GOAL OF THE EXERCISE:
Begin with the line containing "For the teal" and end with the last line of the data below; return those lines exactly, and only those.

-.-.-

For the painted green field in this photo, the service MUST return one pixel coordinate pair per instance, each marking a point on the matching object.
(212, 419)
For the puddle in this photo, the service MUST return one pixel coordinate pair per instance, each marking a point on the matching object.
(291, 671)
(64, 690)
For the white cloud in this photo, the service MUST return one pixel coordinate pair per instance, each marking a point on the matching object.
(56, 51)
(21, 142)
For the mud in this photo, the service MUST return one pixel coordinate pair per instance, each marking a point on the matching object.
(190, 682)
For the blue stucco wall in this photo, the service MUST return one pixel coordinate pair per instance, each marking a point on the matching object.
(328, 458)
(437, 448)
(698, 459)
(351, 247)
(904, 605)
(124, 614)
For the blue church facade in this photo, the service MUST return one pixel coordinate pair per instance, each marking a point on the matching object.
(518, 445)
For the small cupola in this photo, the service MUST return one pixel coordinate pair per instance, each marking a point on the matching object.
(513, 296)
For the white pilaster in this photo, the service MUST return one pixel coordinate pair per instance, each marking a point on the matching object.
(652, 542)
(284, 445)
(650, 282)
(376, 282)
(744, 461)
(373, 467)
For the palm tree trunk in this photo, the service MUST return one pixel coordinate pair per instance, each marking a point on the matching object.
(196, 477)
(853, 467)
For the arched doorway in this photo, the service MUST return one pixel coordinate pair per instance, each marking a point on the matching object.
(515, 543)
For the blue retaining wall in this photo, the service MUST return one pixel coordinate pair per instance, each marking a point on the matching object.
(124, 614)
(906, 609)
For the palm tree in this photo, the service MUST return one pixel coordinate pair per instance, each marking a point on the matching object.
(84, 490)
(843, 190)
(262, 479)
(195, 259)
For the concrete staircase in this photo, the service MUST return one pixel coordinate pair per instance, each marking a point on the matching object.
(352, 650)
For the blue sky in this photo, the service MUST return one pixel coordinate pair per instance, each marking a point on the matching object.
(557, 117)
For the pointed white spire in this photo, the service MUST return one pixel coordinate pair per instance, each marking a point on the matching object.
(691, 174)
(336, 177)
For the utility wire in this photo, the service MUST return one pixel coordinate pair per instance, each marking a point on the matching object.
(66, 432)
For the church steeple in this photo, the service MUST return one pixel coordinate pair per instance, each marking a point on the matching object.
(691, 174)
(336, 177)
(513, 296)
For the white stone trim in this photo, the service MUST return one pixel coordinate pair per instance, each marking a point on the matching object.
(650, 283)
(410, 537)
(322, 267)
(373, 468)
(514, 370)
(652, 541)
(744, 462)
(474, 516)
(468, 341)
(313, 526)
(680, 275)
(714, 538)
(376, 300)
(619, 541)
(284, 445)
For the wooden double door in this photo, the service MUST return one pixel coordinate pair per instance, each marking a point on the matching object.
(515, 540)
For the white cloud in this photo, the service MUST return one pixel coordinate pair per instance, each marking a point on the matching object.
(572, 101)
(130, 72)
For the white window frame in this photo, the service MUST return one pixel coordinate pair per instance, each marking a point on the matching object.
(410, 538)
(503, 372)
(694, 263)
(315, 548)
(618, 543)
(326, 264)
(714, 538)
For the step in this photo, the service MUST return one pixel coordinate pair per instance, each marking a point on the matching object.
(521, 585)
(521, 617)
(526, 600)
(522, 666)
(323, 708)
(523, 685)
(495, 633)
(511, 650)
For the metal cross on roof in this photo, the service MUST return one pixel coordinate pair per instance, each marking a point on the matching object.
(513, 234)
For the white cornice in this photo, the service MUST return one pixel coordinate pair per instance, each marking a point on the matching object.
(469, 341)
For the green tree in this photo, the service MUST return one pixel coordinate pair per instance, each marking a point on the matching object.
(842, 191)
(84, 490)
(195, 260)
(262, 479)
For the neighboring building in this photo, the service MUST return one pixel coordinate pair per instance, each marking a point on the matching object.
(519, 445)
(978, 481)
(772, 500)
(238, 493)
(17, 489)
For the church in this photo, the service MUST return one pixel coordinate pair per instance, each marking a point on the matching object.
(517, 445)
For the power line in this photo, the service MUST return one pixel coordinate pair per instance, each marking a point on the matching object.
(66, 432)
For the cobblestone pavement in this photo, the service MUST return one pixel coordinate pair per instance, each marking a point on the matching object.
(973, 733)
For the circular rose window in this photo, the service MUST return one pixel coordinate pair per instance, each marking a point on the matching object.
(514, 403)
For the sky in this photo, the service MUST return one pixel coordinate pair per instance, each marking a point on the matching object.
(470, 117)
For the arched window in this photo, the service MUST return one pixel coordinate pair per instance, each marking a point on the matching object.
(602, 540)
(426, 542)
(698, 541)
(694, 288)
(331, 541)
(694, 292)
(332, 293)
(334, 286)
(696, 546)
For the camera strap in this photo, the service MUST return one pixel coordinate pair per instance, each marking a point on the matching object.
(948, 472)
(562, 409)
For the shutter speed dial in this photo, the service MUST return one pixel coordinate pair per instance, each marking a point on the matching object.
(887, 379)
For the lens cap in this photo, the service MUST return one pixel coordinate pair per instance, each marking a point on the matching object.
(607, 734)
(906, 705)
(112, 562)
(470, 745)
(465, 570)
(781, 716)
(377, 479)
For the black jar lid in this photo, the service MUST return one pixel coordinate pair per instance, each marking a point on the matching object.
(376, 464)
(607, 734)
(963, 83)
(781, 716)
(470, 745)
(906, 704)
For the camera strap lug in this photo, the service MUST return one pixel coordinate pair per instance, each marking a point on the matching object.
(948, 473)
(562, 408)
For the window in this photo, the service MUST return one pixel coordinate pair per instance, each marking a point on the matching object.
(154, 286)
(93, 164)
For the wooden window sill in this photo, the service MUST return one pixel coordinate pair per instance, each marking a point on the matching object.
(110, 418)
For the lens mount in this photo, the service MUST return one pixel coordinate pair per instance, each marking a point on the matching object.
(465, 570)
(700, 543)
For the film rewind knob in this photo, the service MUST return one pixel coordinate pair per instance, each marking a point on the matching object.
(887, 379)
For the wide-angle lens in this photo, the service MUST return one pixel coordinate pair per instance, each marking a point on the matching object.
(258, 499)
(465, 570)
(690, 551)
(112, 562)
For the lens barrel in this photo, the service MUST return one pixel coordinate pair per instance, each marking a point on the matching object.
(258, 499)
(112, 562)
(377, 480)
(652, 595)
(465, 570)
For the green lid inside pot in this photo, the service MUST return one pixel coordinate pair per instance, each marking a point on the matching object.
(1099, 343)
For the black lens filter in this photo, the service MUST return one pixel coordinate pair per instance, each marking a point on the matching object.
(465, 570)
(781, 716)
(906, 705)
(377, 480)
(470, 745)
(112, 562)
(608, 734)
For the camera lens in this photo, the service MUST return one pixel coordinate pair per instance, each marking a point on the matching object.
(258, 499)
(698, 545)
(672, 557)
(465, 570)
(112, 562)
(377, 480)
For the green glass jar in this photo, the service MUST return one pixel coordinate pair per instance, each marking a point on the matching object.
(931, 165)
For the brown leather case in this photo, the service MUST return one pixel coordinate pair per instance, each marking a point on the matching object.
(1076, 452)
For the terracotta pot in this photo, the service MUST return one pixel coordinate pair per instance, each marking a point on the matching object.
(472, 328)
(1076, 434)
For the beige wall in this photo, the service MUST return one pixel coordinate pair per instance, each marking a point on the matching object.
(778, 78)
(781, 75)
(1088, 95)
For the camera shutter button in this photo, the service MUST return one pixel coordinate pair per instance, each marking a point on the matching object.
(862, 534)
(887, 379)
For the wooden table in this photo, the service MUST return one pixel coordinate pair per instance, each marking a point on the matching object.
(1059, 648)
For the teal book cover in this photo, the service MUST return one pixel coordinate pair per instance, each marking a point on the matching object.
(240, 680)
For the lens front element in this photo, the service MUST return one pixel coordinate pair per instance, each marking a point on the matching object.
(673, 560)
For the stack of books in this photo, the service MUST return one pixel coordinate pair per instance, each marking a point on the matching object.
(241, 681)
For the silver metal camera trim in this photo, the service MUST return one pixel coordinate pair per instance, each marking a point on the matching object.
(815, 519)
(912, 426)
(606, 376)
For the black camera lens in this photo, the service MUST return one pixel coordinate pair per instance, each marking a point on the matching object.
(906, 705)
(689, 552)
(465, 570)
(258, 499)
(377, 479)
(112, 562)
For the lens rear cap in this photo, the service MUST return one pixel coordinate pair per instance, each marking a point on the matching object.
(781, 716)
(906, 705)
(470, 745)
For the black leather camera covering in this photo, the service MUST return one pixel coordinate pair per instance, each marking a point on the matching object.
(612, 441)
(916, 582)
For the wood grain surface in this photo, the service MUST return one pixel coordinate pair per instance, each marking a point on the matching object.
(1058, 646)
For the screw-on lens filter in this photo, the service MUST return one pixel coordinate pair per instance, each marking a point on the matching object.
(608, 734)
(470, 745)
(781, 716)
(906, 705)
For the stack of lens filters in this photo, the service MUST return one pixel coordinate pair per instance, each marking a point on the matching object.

-.-.-

EXERCISE RESPONSE:
For the teal book cover in this photo, the service MUST return one pixel coordinate pair per instance, each marking a point on the matching object.
(240, 680)
For the lens front element in this photo, the service MUST return one pixel coordinate pair per instance, each marking a point on the matching object.
(673, 560)
For the stack of books in this photo, the service MUST return one pixel coordinate pair per instance, each marking a point on the matching object.
(241, 681)
For the silver metal camera trim in this photo, the service MUST return one pixel coordinate pair per instance, each marking a point on the matching object.
(815, 519)
(912, 426)
(606, 376)
For the black camera lens in this photo, the service MUST return one pixel coordinate pair per instance, each marking a point on the matching object.
(906, 705)
(689, 552)
(465, 570)
(258, 499)
(377, 479)
(112, 562)
For the lens rear cap in this photo, the service MUST return one pixel coordinate pair per instance, each marking a point on the matching object.
(781, 716)
(906, 705)
(470, 745)
For the black leather camera covering in this photo, the service MUST return one pixel coordinate pair per instance, each marking a point on the matching object.
(612, 441)
(916, 582)
For the wood grain surface in this photo, the service MUST return one pixel coordinate pair per instance, each marking a point on the matching object.
(1058, 646)
For the screw-on lens filter in this photo, the service MUST return one pixel coordinate pair per instance, each marking a point on the matching object.
(608, 734)
(470, 745)
(781, 716)
(906, 705)
For the stack of lens filters in this photo, the service MUST return one pixel coordinate pair per instance, each marking a point on the matching object.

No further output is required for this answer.